* _GIVEN TEXT_:
|---|

Location
- 19-27 Chislehurst Road Bromley, Greater London, BR1 2NW England

Information
- Type: Free school
- Established: 2018
- Department for Education URN: 145868 Tables
- Ofsted: Reports
- Headteacher: Gary Streatfield
- Gender: Boys
- Age: 11 to 16
- Enrolment: 900
- Website: https://www.bwsboys.org/

= Bullers Wood School for Boys =

Bullers Wood School for Boys is comprehensive boys’ free school which accepts pupils from ages 11 to 16. It is located on Chislehurst Road, in Bickley, part of the London Borough of Bromley. It is a member of the Bullers Wood Multi Academy Trust, along with Bullers Wood School.

==History==
Bullers Wood School for Boys opened in 2018, with the capacity for up to 900 new school places for boys to meet the growing demand in the area. Initial proposals for the school were rejected in January 2017, and although planning permission was granted that October, the council reversed their decision in January 2018 due to concerns on traffic. For the first few months after the school's opening, students were learning in a temporary facility nearby. Eventually the council's decision was overturned and permission for the school's construction was granted by a government inspector in December 2018.

|---|

* _EXTRACTED MATERIAL_:
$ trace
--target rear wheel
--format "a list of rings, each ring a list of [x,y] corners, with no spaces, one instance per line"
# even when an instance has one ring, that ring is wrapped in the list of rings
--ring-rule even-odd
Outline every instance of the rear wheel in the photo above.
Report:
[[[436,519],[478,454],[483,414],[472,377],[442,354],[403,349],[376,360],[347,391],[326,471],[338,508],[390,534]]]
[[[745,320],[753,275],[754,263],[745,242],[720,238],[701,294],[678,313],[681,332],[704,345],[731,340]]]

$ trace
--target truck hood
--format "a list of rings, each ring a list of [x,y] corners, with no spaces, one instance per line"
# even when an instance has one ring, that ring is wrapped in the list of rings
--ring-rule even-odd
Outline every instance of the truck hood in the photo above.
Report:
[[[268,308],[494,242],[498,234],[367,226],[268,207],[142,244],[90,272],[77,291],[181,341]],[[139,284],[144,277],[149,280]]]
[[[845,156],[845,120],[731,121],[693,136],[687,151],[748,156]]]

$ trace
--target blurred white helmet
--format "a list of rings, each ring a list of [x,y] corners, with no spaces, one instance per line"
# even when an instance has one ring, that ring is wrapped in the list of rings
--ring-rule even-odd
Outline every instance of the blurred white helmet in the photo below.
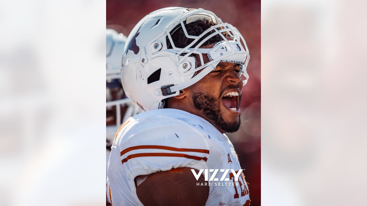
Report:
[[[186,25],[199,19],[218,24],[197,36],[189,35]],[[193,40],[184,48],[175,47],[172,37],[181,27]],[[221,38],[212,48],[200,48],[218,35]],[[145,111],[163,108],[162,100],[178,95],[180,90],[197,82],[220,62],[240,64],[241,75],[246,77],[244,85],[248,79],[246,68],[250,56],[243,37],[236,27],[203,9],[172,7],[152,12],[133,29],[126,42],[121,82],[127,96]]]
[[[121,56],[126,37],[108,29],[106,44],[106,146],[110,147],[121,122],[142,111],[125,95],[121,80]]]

|---|

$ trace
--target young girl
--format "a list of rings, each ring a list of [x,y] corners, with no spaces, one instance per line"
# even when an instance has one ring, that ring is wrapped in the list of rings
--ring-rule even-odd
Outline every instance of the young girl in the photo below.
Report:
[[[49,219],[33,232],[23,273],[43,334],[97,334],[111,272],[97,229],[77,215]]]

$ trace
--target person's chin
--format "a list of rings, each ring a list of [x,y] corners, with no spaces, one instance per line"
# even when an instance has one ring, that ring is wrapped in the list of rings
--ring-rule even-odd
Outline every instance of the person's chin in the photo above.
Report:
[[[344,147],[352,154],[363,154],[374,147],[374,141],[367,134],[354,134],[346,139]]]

|---|

* _REQUIREMENT 1_:
Answer these questions using the text about Bullers Wood School for Boys:
(a) Who is the headteacher?
(b) Which trust is the school a member of?
(c) In what month and year did a government inspector grant permission for the school's construction?
* _REQUIREMENT 2_:
Reproduce the part of the text about Bullers Wood School for Boys that runs between "Bullers Wood School for Boys is" and "Bullers Wood School.", inclusive.

* _FINAL ANSWER 1_:
(a) Gary Streatfield
(b) The Bullers Wood Multi Academy Trust
(c) December 2018

* _FINAL ANSWER 2_:
Bullers Wood School for Boys is comprehensive boys’ free school which accepts pupils from ages 11 to 16. It is located on Chislehurst Road, in Bickley, part of the London Borough of Bromley. It is a member of the Bullers Wood Multi Academy Trust, along with Bullers Wood School.